- [Exercise]: Beginning at the line containing "Phrase: stone wall" and continuing to the end of the records below, give each line again exactly as it stands, and only those lines.

-- begin Data rows --

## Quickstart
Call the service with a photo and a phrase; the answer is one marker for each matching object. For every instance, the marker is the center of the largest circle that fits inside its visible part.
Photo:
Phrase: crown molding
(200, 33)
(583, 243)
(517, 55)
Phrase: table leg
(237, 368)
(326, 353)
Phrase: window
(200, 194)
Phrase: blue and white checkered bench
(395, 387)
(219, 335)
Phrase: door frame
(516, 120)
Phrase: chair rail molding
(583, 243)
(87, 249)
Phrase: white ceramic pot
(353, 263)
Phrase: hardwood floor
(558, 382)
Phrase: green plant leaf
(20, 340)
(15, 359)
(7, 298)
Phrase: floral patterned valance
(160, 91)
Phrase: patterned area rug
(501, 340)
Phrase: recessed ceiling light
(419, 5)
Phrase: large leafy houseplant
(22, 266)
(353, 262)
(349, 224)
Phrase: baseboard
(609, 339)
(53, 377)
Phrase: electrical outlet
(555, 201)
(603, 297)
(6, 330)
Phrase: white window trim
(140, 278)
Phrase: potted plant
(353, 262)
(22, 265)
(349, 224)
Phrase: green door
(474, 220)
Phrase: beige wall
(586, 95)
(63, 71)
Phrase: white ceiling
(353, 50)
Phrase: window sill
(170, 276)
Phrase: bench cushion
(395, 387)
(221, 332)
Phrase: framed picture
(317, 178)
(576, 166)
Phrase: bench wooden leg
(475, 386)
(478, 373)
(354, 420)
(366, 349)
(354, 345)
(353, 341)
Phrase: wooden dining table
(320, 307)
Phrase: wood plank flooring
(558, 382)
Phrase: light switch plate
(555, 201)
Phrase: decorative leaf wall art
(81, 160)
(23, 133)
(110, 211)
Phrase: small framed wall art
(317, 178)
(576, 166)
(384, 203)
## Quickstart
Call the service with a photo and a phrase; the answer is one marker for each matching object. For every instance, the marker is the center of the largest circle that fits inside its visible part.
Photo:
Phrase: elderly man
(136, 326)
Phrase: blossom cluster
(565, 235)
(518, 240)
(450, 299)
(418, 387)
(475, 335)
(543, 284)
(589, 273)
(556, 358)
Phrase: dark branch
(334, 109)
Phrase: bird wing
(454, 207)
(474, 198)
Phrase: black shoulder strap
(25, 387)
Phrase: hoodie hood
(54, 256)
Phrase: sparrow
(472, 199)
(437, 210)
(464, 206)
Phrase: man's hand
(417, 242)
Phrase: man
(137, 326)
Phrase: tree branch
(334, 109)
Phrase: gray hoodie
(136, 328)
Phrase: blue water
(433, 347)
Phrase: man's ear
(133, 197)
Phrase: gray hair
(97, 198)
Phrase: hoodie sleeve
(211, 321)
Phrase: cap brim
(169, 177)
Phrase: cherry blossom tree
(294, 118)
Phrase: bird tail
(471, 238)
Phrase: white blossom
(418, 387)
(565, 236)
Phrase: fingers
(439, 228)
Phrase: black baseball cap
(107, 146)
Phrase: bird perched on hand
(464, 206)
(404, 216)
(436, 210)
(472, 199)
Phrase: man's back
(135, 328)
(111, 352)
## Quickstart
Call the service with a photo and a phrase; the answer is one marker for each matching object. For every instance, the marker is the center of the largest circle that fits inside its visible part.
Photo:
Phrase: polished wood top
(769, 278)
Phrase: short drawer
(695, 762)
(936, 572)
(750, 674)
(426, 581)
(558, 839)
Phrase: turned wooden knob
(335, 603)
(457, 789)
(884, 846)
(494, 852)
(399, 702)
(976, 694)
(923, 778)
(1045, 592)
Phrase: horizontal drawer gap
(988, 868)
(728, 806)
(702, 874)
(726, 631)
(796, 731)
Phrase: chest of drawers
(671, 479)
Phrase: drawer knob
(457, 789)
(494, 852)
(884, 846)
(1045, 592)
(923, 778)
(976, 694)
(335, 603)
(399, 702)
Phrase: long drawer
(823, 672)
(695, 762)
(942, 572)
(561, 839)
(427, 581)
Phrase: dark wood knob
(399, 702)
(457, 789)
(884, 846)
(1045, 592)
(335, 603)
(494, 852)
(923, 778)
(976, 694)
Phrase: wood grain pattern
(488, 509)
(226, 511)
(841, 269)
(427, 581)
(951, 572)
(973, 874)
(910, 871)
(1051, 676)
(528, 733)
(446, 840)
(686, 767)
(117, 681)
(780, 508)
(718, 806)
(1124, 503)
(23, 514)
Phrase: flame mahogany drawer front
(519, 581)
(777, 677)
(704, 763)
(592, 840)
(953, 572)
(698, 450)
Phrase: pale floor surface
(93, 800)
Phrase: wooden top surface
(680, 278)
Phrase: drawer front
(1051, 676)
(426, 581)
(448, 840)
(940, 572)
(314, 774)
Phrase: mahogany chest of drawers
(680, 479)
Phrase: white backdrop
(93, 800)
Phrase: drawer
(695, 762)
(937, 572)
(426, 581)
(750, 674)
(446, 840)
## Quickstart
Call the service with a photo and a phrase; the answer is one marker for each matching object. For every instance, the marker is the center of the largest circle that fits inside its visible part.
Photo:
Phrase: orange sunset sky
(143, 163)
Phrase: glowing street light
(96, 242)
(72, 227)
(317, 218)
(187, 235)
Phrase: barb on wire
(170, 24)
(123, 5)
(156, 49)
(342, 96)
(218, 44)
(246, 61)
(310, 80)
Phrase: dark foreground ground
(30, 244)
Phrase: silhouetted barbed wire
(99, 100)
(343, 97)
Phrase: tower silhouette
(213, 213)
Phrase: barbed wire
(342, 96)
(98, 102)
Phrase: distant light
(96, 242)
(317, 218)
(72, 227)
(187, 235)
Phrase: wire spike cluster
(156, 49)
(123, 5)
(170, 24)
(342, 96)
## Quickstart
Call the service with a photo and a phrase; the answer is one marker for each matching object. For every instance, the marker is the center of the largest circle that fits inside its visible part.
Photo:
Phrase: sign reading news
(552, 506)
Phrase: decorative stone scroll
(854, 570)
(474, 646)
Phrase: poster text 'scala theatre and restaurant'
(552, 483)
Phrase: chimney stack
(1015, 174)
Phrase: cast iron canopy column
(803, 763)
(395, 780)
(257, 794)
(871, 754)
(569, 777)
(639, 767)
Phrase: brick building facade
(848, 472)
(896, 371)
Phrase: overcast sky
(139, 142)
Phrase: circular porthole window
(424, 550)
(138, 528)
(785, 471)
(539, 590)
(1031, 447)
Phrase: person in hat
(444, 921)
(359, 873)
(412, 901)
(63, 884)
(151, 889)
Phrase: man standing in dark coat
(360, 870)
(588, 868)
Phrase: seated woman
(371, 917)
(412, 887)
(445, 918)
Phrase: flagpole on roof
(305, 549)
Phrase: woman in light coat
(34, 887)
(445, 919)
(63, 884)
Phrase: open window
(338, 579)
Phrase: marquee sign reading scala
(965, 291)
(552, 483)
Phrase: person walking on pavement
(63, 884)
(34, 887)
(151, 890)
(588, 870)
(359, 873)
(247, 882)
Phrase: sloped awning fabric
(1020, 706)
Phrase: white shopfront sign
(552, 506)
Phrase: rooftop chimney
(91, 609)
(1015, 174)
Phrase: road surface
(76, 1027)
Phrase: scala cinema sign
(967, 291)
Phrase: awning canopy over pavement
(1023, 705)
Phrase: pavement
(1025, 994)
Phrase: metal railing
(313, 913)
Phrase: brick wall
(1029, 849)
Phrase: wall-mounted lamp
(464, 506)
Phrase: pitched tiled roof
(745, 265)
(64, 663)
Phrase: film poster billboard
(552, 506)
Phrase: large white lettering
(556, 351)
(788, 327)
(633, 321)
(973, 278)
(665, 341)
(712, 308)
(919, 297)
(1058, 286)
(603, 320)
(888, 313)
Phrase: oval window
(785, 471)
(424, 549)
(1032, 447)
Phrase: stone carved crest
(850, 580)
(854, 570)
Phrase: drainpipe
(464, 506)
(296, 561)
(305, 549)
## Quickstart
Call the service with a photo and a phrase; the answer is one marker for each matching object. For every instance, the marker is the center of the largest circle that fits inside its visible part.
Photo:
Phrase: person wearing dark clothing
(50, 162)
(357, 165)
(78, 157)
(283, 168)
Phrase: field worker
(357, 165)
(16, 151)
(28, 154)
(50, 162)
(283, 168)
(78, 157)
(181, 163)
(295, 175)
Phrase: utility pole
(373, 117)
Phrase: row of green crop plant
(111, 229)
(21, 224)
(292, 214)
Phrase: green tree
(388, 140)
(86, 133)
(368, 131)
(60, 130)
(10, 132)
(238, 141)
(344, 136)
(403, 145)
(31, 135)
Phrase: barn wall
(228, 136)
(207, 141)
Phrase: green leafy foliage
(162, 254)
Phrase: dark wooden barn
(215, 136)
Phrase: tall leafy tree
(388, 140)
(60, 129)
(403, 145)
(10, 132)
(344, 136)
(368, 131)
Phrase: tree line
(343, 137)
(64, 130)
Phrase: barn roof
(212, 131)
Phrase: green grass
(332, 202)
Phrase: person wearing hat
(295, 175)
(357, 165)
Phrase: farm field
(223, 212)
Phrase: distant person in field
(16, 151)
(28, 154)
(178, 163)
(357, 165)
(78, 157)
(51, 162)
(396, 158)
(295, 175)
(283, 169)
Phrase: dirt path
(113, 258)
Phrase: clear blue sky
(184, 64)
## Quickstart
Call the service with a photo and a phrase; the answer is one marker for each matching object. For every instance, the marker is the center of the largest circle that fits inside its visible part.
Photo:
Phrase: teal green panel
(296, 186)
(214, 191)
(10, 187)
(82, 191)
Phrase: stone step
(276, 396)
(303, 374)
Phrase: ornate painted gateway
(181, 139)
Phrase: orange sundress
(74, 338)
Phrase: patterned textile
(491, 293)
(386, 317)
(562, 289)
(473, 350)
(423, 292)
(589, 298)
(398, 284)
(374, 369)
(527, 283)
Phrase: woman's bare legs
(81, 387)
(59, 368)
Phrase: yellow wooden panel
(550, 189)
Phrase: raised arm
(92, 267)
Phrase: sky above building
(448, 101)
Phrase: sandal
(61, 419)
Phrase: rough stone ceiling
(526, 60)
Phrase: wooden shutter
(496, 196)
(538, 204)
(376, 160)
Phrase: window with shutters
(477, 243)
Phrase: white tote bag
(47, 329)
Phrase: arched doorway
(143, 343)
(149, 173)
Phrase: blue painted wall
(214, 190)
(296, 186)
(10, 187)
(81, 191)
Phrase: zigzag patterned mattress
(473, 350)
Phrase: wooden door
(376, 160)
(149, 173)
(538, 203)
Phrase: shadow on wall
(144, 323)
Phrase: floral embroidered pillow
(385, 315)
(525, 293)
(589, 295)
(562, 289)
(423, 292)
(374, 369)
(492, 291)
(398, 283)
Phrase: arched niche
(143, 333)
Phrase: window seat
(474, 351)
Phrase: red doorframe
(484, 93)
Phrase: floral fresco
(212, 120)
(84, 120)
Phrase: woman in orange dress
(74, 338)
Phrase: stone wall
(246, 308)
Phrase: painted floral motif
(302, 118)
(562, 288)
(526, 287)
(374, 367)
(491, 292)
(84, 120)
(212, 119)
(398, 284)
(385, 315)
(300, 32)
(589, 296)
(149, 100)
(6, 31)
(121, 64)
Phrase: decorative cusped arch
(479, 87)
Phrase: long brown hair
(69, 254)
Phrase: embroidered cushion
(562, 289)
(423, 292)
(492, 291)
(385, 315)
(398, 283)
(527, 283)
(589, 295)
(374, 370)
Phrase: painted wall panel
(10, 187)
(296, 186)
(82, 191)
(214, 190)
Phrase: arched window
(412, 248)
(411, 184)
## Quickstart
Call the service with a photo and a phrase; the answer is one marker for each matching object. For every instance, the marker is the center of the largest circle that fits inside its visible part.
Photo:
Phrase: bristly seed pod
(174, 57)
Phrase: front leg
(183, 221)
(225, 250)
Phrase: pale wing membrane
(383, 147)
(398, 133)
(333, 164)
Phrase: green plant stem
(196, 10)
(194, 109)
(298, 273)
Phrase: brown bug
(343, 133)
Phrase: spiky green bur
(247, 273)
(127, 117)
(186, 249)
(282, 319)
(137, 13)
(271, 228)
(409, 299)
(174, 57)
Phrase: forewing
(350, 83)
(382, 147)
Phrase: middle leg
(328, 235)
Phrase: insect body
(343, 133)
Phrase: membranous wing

-- end Data rows --

- [Task output]:
Phrase: stone wall
(246, 308)
Phrase: painted floral motif
(302, 118)
(562, 288)
(526, 287)
(374, 367)
(491, 292)
(84, 120)
(212, 119)
(398, 284)
(385, 315)
(300, 32)
(589, 296)
(149, 100)
(6, 31)
(121, 64)
Phrase: decorative cusped arch
(479, 87)
Phrase: long brown hair
(69, 254)
Phrase: embroidered cushion
(562, 289)
(423, 292)
(492, 291)
(385, 315)
(398, 283)
(527, 283)
(589, 295)
(374, 370)
Phrase: painted wall panel
(10, 187)
(296, 186)
(82, 191)
(214, 190)
Phrase: arched window
(412, 248)
(411, 184)
## Quickstart
Call the service with a photo and a phrase; the answer is one marker for each matching object. For every instance, the marker is the center of the largest circle that fits inside its visible part.
Photo:
Phrase: bristly seed pod
(174, 57)
Phrase: front leg
(183, 221)
(225, 250)
Phrase: pale wing membrane
(383, 147)
(398, 133)
(333, 164)
Phrase: green plant stem
(196, 10)
(194, 109)
(298, 273)
Phrase: brown bug
(343, 133)
Phrase: spiky green bur
(247, 273)
(127, 117)
(186, 249)
(282, 319)
(137, 13)
(271, 228)
(409, 299)
(174, 57)
Phrase: forewing
(350, 83)
(382, 147)
Phrase: middle leg
(328, 235)
Phrase: insect body
(343, 133)
Phrase: membranous wing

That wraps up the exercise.